**RAW DATA:**
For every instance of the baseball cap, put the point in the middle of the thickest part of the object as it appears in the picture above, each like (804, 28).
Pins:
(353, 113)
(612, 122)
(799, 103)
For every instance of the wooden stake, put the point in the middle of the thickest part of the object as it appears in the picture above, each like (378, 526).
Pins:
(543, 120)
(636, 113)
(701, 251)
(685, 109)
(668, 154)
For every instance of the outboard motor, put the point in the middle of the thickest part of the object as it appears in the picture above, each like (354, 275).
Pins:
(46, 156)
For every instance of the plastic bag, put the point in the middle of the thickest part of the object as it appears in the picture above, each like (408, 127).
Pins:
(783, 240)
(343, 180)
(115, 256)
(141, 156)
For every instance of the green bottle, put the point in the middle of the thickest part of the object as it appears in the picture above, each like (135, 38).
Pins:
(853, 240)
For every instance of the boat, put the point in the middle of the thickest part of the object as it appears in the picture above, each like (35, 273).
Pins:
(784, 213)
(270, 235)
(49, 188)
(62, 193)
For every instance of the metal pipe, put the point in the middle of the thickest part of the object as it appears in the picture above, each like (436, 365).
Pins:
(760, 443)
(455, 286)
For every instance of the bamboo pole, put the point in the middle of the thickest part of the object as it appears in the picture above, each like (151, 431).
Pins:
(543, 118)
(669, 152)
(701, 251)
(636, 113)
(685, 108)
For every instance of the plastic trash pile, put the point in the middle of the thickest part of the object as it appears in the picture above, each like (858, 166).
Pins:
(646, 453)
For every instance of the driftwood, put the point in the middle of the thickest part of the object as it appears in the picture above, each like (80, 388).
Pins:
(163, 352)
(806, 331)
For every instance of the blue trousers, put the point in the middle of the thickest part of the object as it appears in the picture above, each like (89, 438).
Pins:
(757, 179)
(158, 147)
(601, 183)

**WHAT TO PRODUCE:**
Reproduce without change every line of the entries above, from the one containing "For every instance of the driftwood, put" through the last.

**THE COMPLETED TASK:**
For every instance of the driftwood, put the point in the middle of the thickest part of the object as it appears in the picture above, each like (80, 388).
Pins:
(163, 352)
(806, 331)
For every instance of the blue trousers, put the point in the middle of the thickest part of the object as it appears in the picture above, each like (89, 438).
Pins:
(757, 179)
(158, 147)
(601, 183)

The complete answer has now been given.